╭─ DATA TO USE
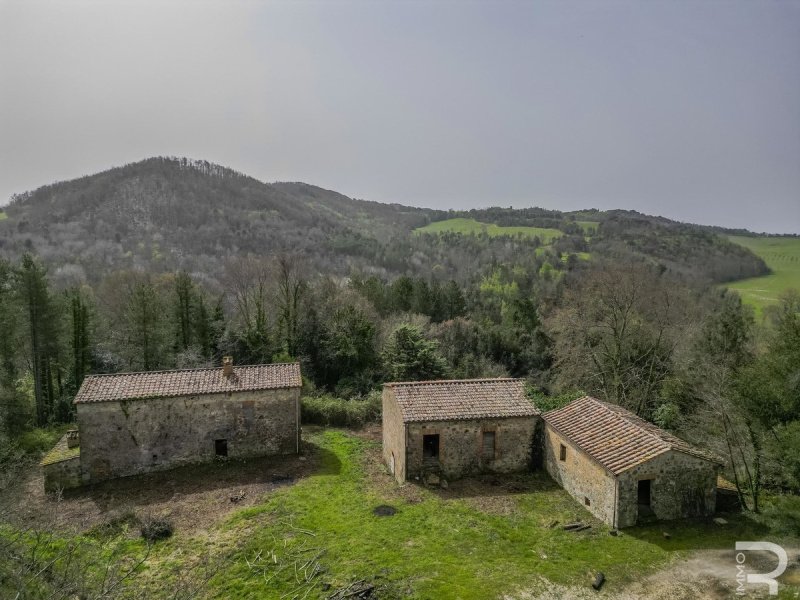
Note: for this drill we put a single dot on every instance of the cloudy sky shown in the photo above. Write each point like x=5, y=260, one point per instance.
x=689, y=110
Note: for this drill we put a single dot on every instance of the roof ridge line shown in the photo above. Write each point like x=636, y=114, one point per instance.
x=193, y=369
x=606, y=406
x=443, y=381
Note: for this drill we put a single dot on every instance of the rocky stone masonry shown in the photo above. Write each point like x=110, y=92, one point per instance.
x=137, y=436
x=62, y=466
x=132, y=423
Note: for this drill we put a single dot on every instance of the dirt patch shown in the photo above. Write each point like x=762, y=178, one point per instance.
x=192, y=498
x=705, y=574
x=384, y=510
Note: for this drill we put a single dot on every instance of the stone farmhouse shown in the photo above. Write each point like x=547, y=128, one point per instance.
x=456, y=428
x=132, y=423
x=624, y=469
x=621, y=468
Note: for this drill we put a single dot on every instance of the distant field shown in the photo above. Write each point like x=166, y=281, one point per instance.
x=588, y=225
x=782, y=255
x=468, y=226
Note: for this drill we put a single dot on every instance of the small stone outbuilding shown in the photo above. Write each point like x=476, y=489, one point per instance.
x=131, y=423
x=625, y=470
x=457, y=427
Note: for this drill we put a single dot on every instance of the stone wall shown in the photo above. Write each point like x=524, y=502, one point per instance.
x=62, y=466
x=461, y=446
x=394, y=436
x=582, y=477
x=682, y=486
x=136, y=436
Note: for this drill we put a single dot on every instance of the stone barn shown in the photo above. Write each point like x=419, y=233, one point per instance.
x=625, y=470
x=456, y=428
x=131, y=423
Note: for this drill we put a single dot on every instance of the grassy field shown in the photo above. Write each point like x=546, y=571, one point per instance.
x=471, y=226
x=481, y=538
x=588, y=226
x=782, y=255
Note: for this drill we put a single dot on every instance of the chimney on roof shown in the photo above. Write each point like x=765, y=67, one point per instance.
x=227, y=366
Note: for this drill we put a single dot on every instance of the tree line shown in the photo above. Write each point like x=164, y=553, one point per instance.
x=686, y=356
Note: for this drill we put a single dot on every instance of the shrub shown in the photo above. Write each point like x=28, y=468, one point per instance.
x=156, y=529
x=332, y=411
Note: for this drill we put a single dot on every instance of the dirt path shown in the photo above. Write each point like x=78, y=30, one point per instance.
x=704, y=575
x=192, y=498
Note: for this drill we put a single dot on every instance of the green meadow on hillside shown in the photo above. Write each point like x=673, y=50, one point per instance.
x=782, y=255
x=480, y=538
x=588, y=226
x=471, y=226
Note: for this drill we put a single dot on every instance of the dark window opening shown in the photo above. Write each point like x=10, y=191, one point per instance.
x=488, y=445
x=221, y=447
x=430, y=446
x=644, y=492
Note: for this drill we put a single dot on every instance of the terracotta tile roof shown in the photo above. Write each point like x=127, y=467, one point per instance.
x=615, y=437
x=449, y=400
x=187, y=382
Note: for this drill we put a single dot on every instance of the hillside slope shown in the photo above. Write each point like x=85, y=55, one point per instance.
x=163, y=213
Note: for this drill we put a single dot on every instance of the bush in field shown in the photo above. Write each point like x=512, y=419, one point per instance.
x=156, y=529
x=332, y=411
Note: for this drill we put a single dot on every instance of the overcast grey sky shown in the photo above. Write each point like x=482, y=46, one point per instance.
x=689, y=110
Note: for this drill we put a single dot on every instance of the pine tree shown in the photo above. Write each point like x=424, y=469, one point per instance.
x=81, y=349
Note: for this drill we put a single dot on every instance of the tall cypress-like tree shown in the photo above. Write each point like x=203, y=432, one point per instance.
x=43, y=335
x=184, y=303
x=13, y=414
x=143, y=314
x=81, y=350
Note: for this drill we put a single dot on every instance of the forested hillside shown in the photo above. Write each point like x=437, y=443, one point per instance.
x=173, y=263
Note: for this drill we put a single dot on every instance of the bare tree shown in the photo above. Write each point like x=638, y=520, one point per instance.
x=618, y=331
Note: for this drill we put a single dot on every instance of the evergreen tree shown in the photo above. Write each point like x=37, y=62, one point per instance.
x=408, y=356
x=144, y=321
x=80, y=344
x=43, y=336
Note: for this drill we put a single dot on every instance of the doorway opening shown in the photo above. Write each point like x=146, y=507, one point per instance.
x=430, y=448
x=221, y=447
x=644, y=492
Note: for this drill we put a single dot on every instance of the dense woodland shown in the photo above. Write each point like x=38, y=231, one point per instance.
x=172, y=264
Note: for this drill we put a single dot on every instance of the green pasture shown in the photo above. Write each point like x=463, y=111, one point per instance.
x=782, y=255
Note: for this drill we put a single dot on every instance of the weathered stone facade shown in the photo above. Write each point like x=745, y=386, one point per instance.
x=625, y=470
x=131, y=423
x=461, y=446
x=128, y=437
x=482, y=425
x=580, y=476
x=682, y=486
x=62, y=467
x=394, y=436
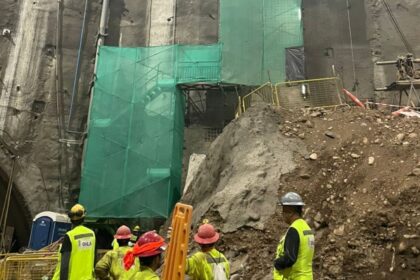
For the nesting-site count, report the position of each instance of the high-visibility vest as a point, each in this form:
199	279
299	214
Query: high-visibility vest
111	266
200	265
82	257
302	269
145	273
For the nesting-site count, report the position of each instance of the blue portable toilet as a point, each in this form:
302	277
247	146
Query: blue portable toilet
48	227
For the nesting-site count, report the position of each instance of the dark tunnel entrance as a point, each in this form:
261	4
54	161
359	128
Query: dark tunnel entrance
19	218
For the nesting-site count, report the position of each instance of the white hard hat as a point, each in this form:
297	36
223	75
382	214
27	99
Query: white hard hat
291	199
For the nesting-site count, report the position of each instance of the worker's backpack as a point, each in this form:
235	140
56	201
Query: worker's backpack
219	272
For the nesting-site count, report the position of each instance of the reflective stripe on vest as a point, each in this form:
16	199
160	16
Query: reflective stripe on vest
82	255
302	269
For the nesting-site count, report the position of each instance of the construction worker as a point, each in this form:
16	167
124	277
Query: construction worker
135	235
208	263
77	252
148	249
111	266
296	249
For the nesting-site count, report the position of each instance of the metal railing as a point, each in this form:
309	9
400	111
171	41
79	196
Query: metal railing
262	94
28	266
323	92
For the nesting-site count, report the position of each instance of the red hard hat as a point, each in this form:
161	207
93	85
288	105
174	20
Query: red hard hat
206	235
151	244
123	232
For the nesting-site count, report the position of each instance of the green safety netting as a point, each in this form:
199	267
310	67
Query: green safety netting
255	35
133	158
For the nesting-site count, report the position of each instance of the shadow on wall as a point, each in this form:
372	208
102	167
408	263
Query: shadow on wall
19	217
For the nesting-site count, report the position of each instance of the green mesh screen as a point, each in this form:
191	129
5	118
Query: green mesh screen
133	157
254	35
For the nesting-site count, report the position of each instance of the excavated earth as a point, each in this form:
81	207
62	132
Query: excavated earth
358	171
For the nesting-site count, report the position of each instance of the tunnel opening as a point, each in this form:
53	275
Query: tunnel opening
19	217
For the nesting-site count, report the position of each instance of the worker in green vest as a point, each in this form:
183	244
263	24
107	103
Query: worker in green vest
296	249
77	252
111	266
135	236
148	250
208	263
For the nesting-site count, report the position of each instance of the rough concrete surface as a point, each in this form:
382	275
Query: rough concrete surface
28	100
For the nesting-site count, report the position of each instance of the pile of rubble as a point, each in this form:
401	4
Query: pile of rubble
358	170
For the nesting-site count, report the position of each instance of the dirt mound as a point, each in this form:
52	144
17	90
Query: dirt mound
358	171
238	181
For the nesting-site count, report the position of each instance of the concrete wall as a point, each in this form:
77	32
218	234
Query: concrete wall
28	107
327	40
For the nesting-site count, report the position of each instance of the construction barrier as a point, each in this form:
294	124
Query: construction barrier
176	254
323	92
28	266
264	94
295	94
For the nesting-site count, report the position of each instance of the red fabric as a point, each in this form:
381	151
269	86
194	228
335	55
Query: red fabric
145	250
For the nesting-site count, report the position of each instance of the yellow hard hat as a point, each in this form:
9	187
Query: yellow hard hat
77	212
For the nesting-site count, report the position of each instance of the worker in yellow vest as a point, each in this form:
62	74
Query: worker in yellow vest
208	263
77	252
111	266
296	249
148	250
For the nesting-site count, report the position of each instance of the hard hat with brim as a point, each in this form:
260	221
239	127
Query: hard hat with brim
150	244
123	232
291	199
206	235
77	212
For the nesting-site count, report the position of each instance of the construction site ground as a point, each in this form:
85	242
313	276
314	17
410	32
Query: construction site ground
357	170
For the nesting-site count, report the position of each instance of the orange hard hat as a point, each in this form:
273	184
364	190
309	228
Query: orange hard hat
77	212
206	235
149	244
123	232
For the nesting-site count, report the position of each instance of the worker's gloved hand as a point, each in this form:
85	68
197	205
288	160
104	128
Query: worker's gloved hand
169	233
277	264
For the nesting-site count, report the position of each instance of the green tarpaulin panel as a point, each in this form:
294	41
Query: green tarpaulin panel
255	36
133	157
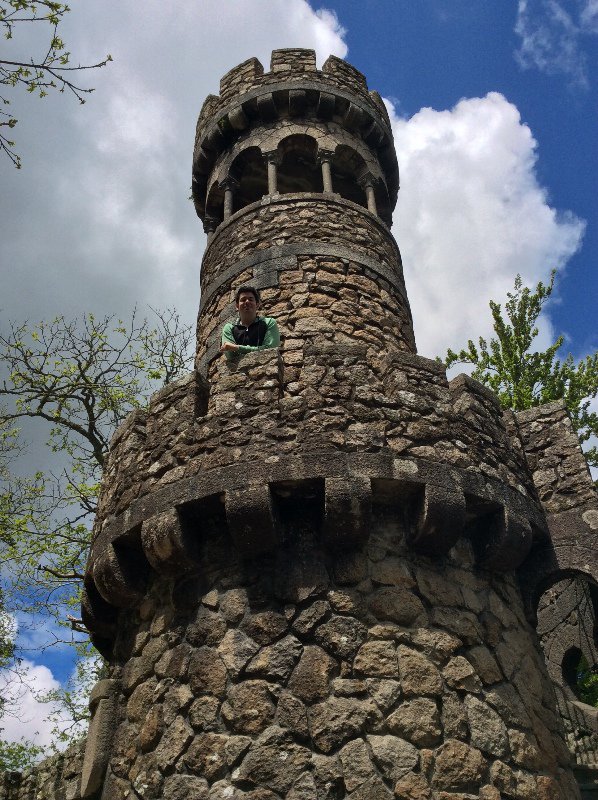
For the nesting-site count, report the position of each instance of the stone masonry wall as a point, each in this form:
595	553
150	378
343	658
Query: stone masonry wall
56	778
380	676
328	397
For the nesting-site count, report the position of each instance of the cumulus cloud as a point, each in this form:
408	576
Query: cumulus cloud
25	717
551	36
99	217
470	216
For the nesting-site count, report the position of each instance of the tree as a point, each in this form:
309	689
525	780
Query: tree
523	378
37	75
80	378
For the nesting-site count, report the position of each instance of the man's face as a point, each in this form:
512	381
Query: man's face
247	307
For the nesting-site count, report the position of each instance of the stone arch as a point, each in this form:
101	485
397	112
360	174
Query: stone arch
215	203
347	167
567	606
298	169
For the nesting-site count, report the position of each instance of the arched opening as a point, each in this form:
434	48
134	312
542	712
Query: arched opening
250	173
347	165
299	170
215	205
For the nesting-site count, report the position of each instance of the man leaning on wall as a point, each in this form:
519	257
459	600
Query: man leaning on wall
249	332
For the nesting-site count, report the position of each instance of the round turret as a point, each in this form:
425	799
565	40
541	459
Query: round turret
295	177
302	571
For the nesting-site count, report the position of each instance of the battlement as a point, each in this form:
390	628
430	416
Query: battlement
335	97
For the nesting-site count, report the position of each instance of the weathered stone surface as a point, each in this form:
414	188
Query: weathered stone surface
357	764
418	674
182	787
173	743
233	605
338	719
310	617
264	627
458	767
488	731
513	782
373	789
236	649
276	661
207	672
291	713
208	628
273	761
382	638
151	729
394	756
392	572
341	636
206	755
385	693
485	664
203	712
311	676
454	717
249	708
412	786
378	659
459	674
396	605
418	721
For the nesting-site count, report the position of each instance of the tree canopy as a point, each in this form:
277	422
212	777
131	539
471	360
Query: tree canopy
523	377
78	378
37	74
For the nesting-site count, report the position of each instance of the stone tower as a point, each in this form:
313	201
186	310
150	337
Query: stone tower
303	572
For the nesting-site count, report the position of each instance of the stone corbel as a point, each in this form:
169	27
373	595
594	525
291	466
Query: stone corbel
102	706
230	186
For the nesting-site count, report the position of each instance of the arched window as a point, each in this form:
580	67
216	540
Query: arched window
299	170
347	166
215	204
250	174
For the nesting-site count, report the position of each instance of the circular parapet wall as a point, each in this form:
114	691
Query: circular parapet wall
294	88
361	433
371	672
325	267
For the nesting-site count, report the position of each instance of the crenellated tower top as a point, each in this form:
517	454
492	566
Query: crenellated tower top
365	169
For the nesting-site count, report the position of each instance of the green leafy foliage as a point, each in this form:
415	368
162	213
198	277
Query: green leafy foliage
18	756
523	378
78	378
586	687
52	70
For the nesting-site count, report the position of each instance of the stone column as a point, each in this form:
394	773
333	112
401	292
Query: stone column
366	181
273	160
325	157
210	224
230	185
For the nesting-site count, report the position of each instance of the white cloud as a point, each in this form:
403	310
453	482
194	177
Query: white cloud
551	36
25	716
470	216
113	226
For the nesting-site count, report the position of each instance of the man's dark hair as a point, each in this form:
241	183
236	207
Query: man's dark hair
244	289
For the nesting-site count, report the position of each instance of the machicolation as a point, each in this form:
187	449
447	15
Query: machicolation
326	571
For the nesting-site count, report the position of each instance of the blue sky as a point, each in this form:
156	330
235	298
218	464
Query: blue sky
435	52
495	112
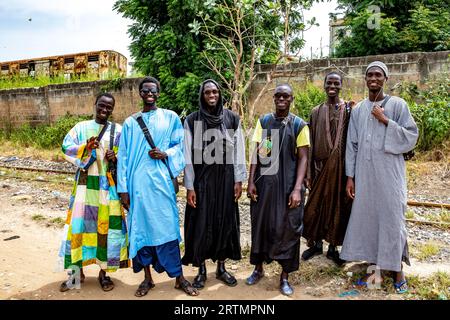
╰─
■ **TASK OBJECTIVE**:
From the data above, pull out each line that contains the string "stripe". Treat the match as case-sensitive.

■ **CORRECT OUTPUT**:
For the nesting-site count, report the position of each instance of the reflective stripe on vest as a point, each in this form:
Query: reflective stripe on vest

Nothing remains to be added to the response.